THE EXERCISE » Repeat every entry word for word, but leave the images out of your copy.
··· SUPPLIED MATERIAL
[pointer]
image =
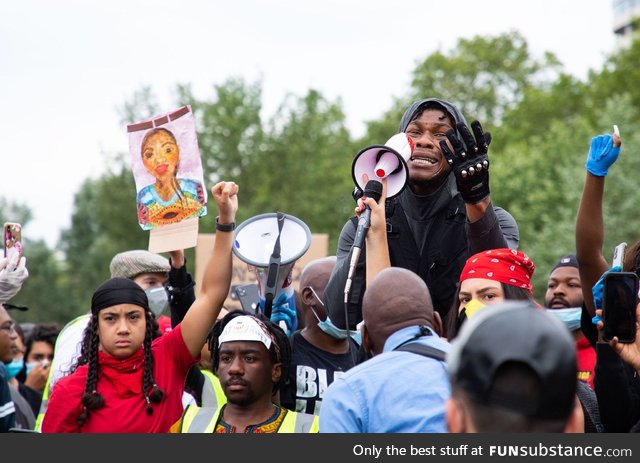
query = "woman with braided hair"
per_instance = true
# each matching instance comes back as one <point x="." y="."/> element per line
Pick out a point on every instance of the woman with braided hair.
<point x="125" y="382"/>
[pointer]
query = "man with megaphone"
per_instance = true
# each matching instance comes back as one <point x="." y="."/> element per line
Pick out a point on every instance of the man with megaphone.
<point x="442" y="217"/>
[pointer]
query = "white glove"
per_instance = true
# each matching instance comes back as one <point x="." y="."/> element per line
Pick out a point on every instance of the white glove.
<point x="13" y="272"/>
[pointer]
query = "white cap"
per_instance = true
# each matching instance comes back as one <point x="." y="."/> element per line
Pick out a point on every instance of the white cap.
<point x="244" y="328"/>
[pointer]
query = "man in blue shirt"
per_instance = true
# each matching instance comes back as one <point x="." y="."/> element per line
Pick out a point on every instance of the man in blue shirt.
<point x="394" y="391"/>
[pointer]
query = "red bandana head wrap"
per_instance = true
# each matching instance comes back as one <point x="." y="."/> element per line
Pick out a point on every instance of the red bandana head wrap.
<point x="505" y="265"/>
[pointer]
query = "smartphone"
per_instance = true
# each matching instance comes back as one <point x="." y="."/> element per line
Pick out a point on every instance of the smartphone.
<point x="12" y="237"/>
<point x="247" y="295"/>
<point x="618" y="255"/>
<point x="619" y="306"/>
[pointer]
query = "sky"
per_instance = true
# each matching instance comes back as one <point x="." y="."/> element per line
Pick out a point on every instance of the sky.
<point x="68" y="66"/>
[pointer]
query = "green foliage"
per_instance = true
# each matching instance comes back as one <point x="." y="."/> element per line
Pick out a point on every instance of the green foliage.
<point x="104" y="223"/>
<point x="305" y="164"/>
<point x="484" y="76"/>
<point x="44" y="291"/>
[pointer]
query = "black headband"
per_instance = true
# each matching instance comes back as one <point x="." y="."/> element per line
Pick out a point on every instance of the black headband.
<point x="118" y="291"/>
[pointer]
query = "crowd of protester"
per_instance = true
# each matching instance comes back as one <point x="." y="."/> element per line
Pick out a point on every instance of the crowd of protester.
<point x="434" y="328"/>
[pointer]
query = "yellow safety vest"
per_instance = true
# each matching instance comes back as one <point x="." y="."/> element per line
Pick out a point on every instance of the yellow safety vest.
<point x="204" y="420"/>
<point x="212" y="393"/>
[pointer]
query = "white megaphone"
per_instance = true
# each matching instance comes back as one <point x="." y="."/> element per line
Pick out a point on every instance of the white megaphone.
<point x="272" y="243"/>
<point x="385" y="161"/>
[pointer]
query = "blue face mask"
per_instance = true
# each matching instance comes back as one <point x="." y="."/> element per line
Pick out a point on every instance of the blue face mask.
<point x="332" y="330"/>
<point x="570" y="317"/>
<point x="14" y="368"/>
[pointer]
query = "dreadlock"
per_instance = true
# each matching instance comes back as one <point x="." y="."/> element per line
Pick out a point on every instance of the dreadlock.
<point x="91" y="398"/>
<point x="148" y="382"/>
<point x="279" y="352"/>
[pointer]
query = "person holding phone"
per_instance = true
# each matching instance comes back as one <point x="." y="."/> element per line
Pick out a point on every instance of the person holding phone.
<point x="124" y="382"/>
<point x="616" y="384"/>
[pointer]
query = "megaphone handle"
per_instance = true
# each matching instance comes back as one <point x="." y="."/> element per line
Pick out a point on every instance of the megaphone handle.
<point x="270" y="290"/>
<point x="274" y="269"/>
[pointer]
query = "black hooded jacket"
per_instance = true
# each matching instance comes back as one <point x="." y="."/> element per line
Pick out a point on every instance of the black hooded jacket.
<point x="429" y="235"/>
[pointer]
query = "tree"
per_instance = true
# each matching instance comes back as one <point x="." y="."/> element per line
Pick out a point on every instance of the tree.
<point x="304" y="168"/>
<point x="484" y="76"/>
<point x="104" y="223"/>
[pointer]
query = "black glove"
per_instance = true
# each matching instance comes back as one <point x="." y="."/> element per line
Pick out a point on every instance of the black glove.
<point x="469" y="161"/>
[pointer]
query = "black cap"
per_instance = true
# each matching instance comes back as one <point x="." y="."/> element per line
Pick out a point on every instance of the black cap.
<point x="516" y="332"/>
······
COMPLETE ANSWER »
[pointer]
image =
query = "woman with braided hair"
per_instance = true
# each matching instance comes back as one <point x="." y="."/> element per line
Pick out a point on every instance of the woman with braided hair.
<point x="125" y="382"/>
[pointer]
query = "man with megaphone"
per_instance = true
# each matching instance comes back as one <point x="." y="."/> element per line
Pick out a point on every instance of the man with megaphone.
<point x="442" y="217"/>
[pointer]
query = "white glove"
per_instance = true
# each matching instance comes back as one <point x="." y="."/> element per line
Pick out a point on every instance of the white glove.
<point x="13" y="272"/>
[pointer]
query = "white cap"
per_instance = true
# each matching instance comes back as one <point x="." y="."/> element per line
Pick out a point on every instance of the white cap.
<point x="244" y="328"/>
[pointer]
query = "man in blue shirt"
per_instance = true
# each matching instance comes back as one <point x="." y="."/> element per line
Pick out a point on every instance of the man in blue shirt.
<point x="394" y="391"/>
[pointer]
query = "red bandana head wrap"
per_instance = true
# each matching instance comes back as one <point x="." y="."/> element per line
Pick out a point on every instance of the red bandana head wrap.
<point x="505" y="265"/>
[pointer]
query = "smartphone"
per_instance = true
# each matching instance comes back as one <point x="." y="."/> element per line
Pick out a point on every instance of the smartphone.
<point x="12" y="237"/>
<point x="247" y="295"/>
<point x="618" y="255"/>
<point x="619" y="306"/>
[pointer]
query = "sky"
per_instance = true
# each matching instance comes back as one <point x="." y="."/> element per line
Pick out a point on every instance of the sky.
<point x="68" y="66"/>
[pointer]
query = "green foliage"
per_instance = true
# each matching instance comes back as one <point x="." y="."/> element per line
Pick out a point on every instance of the green foliage.
<point x="104" y="223"/>
<point x="305" y="164"/>
<point x="484" y="76"/>
<point x="44" y="291"/>
[pointer]
query = "black headband"
per_instance = true
# each matching instance comes back as one <point x="." y="."/> element per line
Pick out a point on every instance of the black headband.
<point x="118" y="291"/>
[pointer]
query = "crowd of protester"
per_instance = true
# each matching instance comes back as one <point x="." y="."/> element per line
Pick out a point on every instance of the crowd of protester.
<point x="434" y="328"/>
[pointer]
query = "yellow safety vest"
per_instance = true
# each matching instance comes back as one <point x="." y="."/> element per line
Pick out a point on every instance of the yellow safety vest.
<point x="204" y="420"/>
<point x="212" y="393"/>
[pointer]
query = "white megaphone"
per_instance = true
# each matching instance comes back as one <point x="." y="."/> element per line
Pick out a point on every instance of the white megaphone.
<point x="272" y="243"/>
<point x="385" y="161"/>
[pointer]
query = "blue face mask"
per_instance = true
# each matching instance comes back as one <point x="." y="."/> element per line
Pick out a point on every instance of the blue face mask.
<point x="332" y="330"/>
<point x="570" y="317"/>
<point x="14" y="368"/>
[pointer]
query = "dreadlock"
per_instance = true
# each matching instance comes back as one <point x="." y="."/> element per line
Pick out a point on every instance of the dreadlock.
<point x="91" y="398"/>
<point x="148" y="382"/>
<point x="279" y="352"/>
[pointer]
query = "person holding phone"
per_instance = true
# each matching instance comes back as one <point x="." y="."/> element per line
Pick out a point on every instance of the person holding phone.
<point x="124" y="382"/>
<point x="616" y="384"/>
[pointer]
query = "megaphone handle"
per_instance = true
# each matching instance comes back as one <point x="." y="."/> element per line
Pick out a point on every instance of the megaphone handle.
<point x="270" y="290"/>
<point x="274" y="269"/>
[pointer]
query = "black hooded jacket"
per_instance = true
# each matching instance comes back as one <point x="." y="."/> element per line
Pick out a point on every instance of the black hooded jacket.
<point x="429" y="235"/>
[pointer]
query = "tree"
per_instance = true
# each matching instance comes back as one <point x="." y="."/> element per line
Pick out a point on every instance of the tree.
<point x="304" y="168"/>
<point x="484" y="76"/>
<point x="104" y="223"/>
[pointer]
query = "black glove"
per_instance = true
# each matching instance comes back as one <point x="." y="."/> element per line
Pick out a point on every instance of the black glove.
<point x="469" y="161"/>
[pointer]
query = "black cap"
per_instance = true
# each matching instance comes back as one <point x="." y="."/> element per line
Pick out a point on every instance of the black cap.
<point x="516" y="332"/>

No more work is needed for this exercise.